→ **Objectives**
a: From the interview transcript about Army training, list everything recruits at the Fort Knox basic training had to do before they could enter the mess hall.
b: Carry on the interview transcript about Army training at Fort Knox and Fort Bliss, starting right after its final question.

→ **Supplied passage**
Wednesday, July 12, 2006

Tape 11, Side B

[Begin Tape 11, Side B]

So you got into some trouble.

We were in Fort Knox, Kentucky, also this was a little more serious—we could observe the basic training facility in Fort Knox, Kentucky too, and we could see that, well, there were a couple of us from Fort Bliss, Texas; the rest of the people were from all over. New Yorkers, first time exposed to New Yorkers, New York kids, New York Italian kids, yeah, real good singers, and you know, black youths from the ghetto and guys from the farm. It’s just like those old movies where there’s one of everything, there was one of everybody.

Were you good with voices in those days the way you are? Were you picking up the dialects?

Not really, no, I wasn’t, no, not really. Maybe you could imitate a sergeant or something like that; not really then; it was kind of a short time. But we were in these old World War I wooden barracks and it wasn’t so crowded, they were still barracks but it wasn’t so crowded as it was in basic training. Oh, the Fort Knox basic training, we could see those: that was much more serious than the Fort Bliss basic training; and jeez, we had it really good, ‘cause they were making them run all the time and before they could go into the mess hall they had to do ten chin-ups, recite their name, rank and serial number and the code of conduct, articles from the military code of conduct and the chain of command before they could get in [laughs]. Yeah, so they were some serious basic training places.

So had their basic training program been around longer than Fort Bliss or shorter?

→ **Stored data**
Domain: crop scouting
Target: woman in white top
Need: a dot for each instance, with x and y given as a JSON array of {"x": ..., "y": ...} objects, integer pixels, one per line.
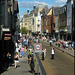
[{"x": 52, "y": 53}]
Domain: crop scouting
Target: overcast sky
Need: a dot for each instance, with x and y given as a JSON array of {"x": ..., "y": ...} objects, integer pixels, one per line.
[{"x": 28, "y": 4}]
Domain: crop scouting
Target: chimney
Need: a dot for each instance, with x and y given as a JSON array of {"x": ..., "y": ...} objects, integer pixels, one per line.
[
  {"x": 40, "y": 7},
  {"x": 46, "y": 7}
]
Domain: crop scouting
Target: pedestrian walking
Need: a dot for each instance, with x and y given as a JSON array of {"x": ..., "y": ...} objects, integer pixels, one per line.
[
  {"x": 52, "y": 53},
  {"x": 22, "y": 51},
  {"x": 42, "y": 54},
  {"x": 45, "y": 52},
  {"x": 16, "y": 58},
  {"x": 29, "y": 55}
]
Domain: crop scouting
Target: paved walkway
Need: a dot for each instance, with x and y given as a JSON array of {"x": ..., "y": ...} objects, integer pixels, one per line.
[
  {"x": 69, "y": 52},
  {"x": 24, "y": 68}
]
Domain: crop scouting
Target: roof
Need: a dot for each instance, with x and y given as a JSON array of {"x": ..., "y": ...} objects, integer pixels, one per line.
[
  {"x": 16, "y": 6},
  {"x": 50, "y": 12}
]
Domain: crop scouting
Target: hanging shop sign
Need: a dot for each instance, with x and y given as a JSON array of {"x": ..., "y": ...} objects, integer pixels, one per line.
[
  {"x": 7, "y": 38},
  {"x": 37, "y": 47}
]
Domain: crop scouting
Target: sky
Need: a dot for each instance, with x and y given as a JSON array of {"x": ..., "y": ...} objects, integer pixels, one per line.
[{"x": 25, "y": 5}]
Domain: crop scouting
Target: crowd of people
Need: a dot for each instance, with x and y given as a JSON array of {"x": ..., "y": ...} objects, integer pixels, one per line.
[{"x": 23, "y": 46}]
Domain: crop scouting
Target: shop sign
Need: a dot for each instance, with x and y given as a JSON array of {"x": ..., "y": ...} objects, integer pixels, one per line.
[{"x": 7, "y": 38}]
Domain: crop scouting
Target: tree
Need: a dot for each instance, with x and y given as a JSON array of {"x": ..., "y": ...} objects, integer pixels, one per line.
[{"x": 24, "y": 30}]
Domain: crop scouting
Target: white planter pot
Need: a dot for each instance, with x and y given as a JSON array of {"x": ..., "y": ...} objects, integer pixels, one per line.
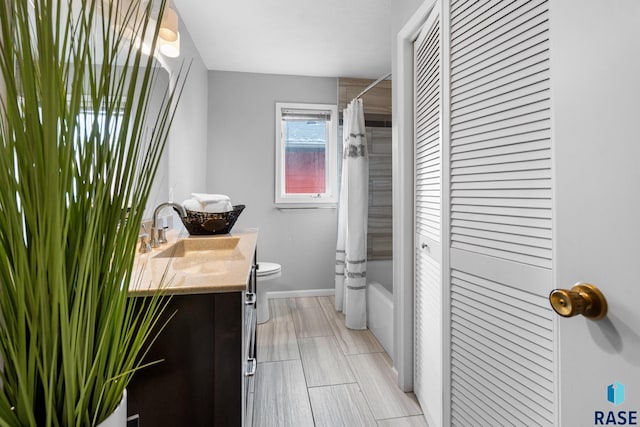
[{"x": 118, "y": 418}]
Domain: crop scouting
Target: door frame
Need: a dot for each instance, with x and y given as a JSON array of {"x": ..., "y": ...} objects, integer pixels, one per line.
[{"x": 403, "y": 197}]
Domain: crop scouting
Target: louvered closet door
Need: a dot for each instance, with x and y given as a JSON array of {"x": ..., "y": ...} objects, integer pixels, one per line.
[
  {"x": 428, "y": 271},
  {"x": 502, "y": 348}
]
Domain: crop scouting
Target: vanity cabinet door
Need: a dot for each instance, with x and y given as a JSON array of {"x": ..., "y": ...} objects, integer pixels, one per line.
[{"x": 200, "y": 379}]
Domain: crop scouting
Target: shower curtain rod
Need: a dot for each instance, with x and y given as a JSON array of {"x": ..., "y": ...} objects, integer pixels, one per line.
[{"x": 373, "y": 85}]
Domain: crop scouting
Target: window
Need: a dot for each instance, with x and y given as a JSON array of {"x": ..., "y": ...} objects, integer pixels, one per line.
[{"x": 306, "y": 155}]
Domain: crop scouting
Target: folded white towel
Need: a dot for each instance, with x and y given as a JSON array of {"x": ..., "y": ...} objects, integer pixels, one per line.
[
  {"x": 205, "y": 199},
  {"x": 221, "y": 206},
  {"x": 213, "y": 207},
  {"x": 193, "y": 205}
]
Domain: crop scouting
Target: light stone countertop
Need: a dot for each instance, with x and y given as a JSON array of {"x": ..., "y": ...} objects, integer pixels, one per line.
[{"x": 196, "y": 264}]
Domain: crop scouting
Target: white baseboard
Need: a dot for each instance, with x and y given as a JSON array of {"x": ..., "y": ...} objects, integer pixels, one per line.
[{"x": 301, "y": 293}]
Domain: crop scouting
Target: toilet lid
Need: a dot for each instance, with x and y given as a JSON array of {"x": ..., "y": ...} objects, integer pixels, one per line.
[{"x": 268, "y": 268}]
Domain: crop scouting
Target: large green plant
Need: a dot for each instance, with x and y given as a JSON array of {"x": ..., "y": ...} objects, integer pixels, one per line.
[{"x": 79, "y": 149}]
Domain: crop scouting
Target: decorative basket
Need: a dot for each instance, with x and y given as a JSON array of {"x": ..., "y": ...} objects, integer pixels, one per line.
[{"x": 207, "y": 223}]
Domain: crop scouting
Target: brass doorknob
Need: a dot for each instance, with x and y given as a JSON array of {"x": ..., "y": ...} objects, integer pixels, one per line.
[{"x": 583, "y": 298}]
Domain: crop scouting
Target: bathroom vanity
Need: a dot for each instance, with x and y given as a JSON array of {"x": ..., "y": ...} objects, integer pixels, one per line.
[{"x": 207, "y": 348}]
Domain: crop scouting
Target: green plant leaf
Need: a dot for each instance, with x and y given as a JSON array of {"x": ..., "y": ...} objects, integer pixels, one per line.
[{"x": 80, "y": 144}]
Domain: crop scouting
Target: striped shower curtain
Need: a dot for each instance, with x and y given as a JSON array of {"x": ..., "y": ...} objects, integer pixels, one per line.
[{"x": 351, "y": 247}]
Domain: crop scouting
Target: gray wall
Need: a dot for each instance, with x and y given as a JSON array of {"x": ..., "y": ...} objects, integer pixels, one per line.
[
  {"x": 241, "y": 163},
  {"x": 183, "y": 168}
]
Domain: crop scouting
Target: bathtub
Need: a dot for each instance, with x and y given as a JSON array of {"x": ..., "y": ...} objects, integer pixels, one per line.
[{"x": 380, "y": 315}]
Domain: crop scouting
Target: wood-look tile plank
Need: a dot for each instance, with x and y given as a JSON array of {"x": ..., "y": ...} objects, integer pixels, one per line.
[
  {"x": 281, "y": 398},
  {"x": 277, "y": 341},
  {"x": 340, "y": 405},
  {"x": 309, "y": 320},
  {"x": 323, "y": 362},
  {"x": 378, "y": 383},
  {"x": 416, "y": 421},
  {"x": 304, "y": 302},
  {"x": 351, "y": 341},
  {"x": 280, "y": 310}
]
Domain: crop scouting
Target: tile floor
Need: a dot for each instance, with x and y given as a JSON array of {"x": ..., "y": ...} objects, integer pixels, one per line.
[{"x": 313, "y": 371}]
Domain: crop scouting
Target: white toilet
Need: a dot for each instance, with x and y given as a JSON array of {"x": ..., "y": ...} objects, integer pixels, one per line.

→ **Replies**
a:
- Do ten chin-ups
- Recite their name, rank and serial number
- Recite articles from the military code of conduct
- Recite the chain of command

b:
Probably longer; probably longer and probably more… you know all these different training centers were connected with various different armies, you know, like the 8th Army and the 6th Army and the 1st Army, and you know they all had their different traditions and things like that so probably—I’m just guessing—in Fort Knox there was a strong infantry training tradition, so they were putting those guys through the ringer. I’d like to see their hand-to-hand combat drills; they were probably out there making contact.

[Laughing] None of that fairy stuff.

Yeah, none of that slapping. Hello sailor [laughs].

Bitch slapping men… [laughter]

So we were spread out in these old World War I wooden barracks; we had more free time; you could drink a lot of beer at the PX; you could spend a lot of time at the cafeteria; you could go off—one thing you couldn’t do at Fort Bliss was go off base—and in this phase of the training you could go off during the weekends, you could have leaves and things like that, so it was a little more relaxed, and in my spare time I would entertain the troops from time to time [laughter], and one of the things I did was shoot flame out of my mouth [laughter]. I used to do this driving around the beach at night, you know, as a passenger in somebody’s car.

Where had you learned this?

Some years earlier, when I was in the beach area, when I was living down there. You’d take a little lighter fluid and put it in your mouth, just squirt a little in there, and light a match and just spray the lighter fluid off onto the top of the match.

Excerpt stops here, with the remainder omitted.